What the task asks - Rewrite the listing from the line containing "Note for the class: annotate every instance of the car" through the end of the listing, changing "utility pole" to "telephone pole" and keeping everything else the same.

"""

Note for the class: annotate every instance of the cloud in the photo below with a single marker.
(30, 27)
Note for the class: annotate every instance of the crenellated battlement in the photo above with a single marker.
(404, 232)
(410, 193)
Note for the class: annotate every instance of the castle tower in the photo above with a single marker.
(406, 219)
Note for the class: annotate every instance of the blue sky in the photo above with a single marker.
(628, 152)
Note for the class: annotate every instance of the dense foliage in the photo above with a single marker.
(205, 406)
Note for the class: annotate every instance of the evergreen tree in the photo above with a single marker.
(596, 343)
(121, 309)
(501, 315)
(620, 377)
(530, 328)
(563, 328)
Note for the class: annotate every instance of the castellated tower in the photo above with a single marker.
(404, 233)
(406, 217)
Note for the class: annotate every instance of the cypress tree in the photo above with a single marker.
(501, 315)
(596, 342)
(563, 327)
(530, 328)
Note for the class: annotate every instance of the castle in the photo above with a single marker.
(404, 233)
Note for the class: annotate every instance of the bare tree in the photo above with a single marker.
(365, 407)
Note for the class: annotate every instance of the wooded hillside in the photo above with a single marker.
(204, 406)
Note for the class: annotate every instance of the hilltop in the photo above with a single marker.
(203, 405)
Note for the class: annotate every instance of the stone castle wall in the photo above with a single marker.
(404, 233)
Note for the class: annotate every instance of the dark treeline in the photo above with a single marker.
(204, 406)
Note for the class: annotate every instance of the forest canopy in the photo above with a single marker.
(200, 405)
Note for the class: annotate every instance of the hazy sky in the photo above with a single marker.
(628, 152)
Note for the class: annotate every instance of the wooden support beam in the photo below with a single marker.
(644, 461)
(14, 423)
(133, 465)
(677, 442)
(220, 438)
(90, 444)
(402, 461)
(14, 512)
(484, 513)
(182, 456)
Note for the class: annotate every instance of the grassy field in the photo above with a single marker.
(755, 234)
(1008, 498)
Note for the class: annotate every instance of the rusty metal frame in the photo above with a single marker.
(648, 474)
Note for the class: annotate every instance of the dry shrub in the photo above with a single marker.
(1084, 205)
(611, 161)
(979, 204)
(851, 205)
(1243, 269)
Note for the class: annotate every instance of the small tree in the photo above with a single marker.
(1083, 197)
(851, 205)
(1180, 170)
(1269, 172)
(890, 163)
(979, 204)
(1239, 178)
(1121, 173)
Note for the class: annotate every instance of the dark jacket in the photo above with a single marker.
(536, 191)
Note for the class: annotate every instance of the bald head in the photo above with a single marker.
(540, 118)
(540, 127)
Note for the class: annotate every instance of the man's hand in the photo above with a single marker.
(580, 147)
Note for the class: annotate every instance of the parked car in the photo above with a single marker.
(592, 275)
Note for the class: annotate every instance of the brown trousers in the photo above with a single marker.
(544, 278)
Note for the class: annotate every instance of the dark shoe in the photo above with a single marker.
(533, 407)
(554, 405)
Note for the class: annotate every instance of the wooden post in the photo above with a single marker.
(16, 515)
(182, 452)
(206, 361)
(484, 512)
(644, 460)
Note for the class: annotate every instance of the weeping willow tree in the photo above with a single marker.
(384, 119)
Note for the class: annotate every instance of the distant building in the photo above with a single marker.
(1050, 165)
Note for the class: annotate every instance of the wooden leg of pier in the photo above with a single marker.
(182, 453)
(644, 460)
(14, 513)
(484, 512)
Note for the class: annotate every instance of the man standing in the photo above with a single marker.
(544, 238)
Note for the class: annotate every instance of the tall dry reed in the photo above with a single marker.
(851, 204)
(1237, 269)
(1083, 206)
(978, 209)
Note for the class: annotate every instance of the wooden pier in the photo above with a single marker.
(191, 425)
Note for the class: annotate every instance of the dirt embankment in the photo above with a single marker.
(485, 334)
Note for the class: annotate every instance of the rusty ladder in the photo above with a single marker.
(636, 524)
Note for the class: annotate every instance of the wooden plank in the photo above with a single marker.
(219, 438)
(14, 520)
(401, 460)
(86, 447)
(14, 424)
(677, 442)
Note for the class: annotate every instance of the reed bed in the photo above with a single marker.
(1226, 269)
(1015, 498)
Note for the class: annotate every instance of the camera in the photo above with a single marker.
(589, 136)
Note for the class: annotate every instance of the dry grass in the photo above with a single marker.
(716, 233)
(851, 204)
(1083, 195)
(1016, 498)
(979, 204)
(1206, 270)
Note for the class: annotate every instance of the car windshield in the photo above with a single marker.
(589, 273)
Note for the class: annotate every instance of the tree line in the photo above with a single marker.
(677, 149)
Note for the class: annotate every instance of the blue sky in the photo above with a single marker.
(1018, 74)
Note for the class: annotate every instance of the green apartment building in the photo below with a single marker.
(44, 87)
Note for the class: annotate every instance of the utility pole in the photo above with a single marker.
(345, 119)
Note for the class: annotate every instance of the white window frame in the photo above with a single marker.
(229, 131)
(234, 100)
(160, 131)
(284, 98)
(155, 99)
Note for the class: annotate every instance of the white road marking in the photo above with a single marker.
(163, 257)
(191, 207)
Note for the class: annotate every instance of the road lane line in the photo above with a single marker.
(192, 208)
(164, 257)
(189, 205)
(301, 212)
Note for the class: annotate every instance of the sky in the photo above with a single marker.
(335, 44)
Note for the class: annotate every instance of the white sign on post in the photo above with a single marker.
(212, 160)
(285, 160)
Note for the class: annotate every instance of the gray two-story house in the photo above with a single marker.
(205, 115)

"""

Task answer -
Note for the class: annotate every instance of the car windshield in the photo above with a single marker.
(589, 273)
Note for the class: annotate every instance of the tree line in the photo above with a single marker.
(677, 149)
Note for the class: annotate every instance of the blue sky in the photo above with a single marker.
(1018, 74)
Note for the class: annotate every instance of the green apartment building in the photo below with a single marker.
(44, 87)
Note for the class: annotate every instance of the telephone pole in the photo above with a single marker.
(345, 119)
Note for the class: annotate every instance of the white window frame in the photo above with a single marker.
(229, 131)
(234, 100)
(160, 131)
(284, 98)
(155, 99)
Note for the class: annotate every instance of the white road marking in the photo above with a single marker.
(163, 257)
(191, 207)
Note for the class: annotate every instance of the road lane line in the photo above with a single marker.
(192, 208)
(164, 257)
(189, 205)
(301, 212)
Note for the class: annotate every instance of the sky in the photo above with a single marker.
(335, 44)
Note for the class: annotate every instance of the white sign on post in the photo above with a single marker.
(212, 160)
(285, 160)
Note for the class: annotate every instance of the gray two-story house in the photo above with a single marker.
(205, 115)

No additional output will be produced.